**Required task:**
Report every line of the listing below that contains the string "cliff", copying each such line in full. Case counts.

**Input material:**
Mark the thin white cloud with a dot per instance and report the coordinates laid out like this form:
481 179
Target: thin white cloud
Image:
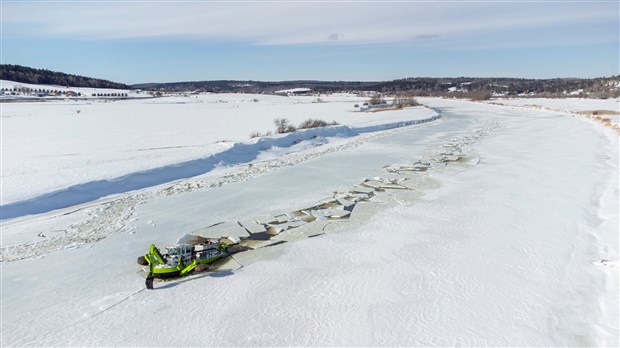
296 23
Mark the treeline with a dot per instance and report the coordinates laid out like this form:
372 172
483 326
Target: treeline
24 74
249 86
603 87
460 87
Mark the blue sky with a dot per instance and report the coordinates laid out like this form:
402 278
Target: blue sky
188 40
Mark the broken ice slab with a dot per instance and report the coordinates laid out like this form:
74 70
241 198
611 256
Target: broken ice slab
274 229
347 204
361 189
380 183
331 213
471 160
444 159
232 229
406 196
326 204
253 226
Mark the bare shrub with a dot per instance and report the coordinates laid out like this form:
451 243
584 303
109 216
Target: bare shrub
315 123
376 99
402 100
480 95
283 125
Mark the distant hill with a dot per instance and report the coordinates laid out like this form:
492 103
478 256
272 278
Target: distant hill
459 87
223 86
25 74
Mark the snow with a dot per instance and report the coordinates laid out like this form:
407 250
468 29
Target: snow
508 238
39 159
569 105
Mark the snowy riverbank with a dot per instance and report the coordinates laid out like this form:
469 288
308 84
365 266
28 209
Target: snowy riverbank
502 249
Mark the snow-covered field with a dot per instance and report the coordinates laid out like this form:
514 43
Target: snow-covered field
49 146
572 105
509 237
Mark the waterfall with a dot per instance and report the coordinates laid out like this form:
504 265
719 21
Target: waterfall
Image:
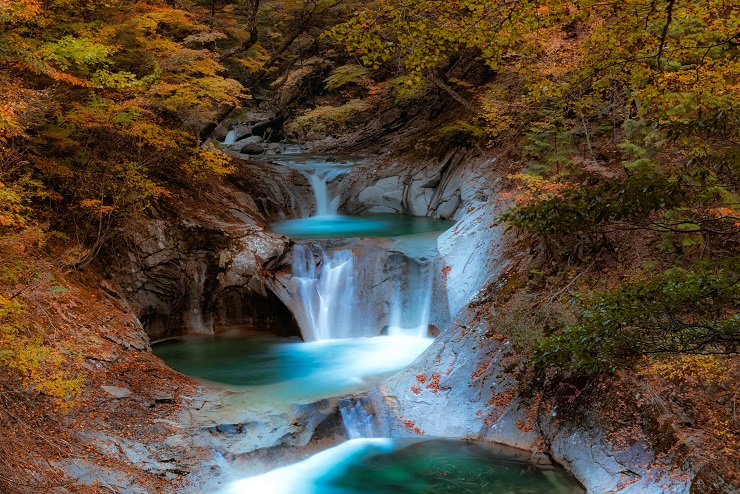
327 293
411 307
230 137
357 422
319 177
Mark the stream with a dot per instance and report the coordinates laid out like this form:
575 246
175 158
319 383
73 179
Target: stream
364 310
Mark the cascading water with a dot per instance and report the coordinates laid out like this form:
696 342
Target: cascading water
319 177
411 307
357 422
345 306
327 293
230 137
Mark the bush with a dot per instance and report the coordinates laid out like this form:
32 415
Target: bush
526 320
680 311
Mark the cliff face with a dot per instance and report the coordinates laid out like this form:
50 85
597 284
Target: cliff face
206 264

--

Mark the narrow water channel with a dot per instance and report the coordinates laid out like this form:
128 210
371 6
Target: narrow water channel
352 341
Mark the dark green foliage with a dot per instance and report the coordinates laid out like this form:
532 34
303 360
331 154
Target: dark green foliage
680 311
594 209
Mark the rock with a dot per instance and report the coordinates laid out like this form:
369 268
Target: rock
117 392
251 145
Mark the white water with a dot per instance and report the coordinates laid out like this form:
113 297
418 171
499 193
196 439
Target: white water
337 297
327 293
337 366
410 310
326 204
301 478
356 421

==

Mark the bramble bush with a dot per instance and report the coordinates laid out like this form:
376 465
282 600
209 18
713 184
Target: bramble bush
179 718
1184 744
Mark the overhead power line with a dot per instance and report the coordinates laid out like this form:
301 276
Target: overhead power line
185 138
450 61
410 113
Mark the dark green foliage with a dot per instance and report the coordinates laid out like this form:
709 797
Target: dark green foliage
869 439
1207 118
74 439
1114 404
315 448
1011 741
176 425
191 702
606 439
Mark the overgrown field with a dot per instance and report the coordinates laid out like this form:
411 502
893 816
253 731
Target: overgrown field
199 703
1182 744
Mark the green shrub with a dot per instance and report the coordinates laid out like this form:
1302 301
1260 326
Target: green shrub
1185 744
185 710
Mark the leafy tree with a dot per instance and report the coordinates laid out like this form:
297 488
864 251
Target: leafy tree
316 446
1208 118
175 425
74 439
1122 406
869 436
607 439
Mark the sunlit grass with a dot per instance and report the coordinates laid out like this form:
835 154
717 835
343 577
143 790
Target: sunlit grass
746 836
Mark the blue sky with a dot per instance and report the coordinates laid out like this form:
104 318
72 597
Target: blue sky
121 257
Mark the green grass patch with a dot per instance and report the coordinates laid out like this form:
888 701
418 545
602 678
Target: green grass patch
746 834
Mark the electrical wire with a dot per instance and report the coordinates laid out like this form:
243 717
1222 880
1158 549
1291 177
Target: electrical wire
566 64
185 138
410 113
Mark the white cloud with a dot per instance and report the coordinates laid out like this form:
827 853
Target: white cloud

**Answer to this problem:**
Mark the cliff face with a dot per instance and report the coordinates laid out like this form:
Target: cliff face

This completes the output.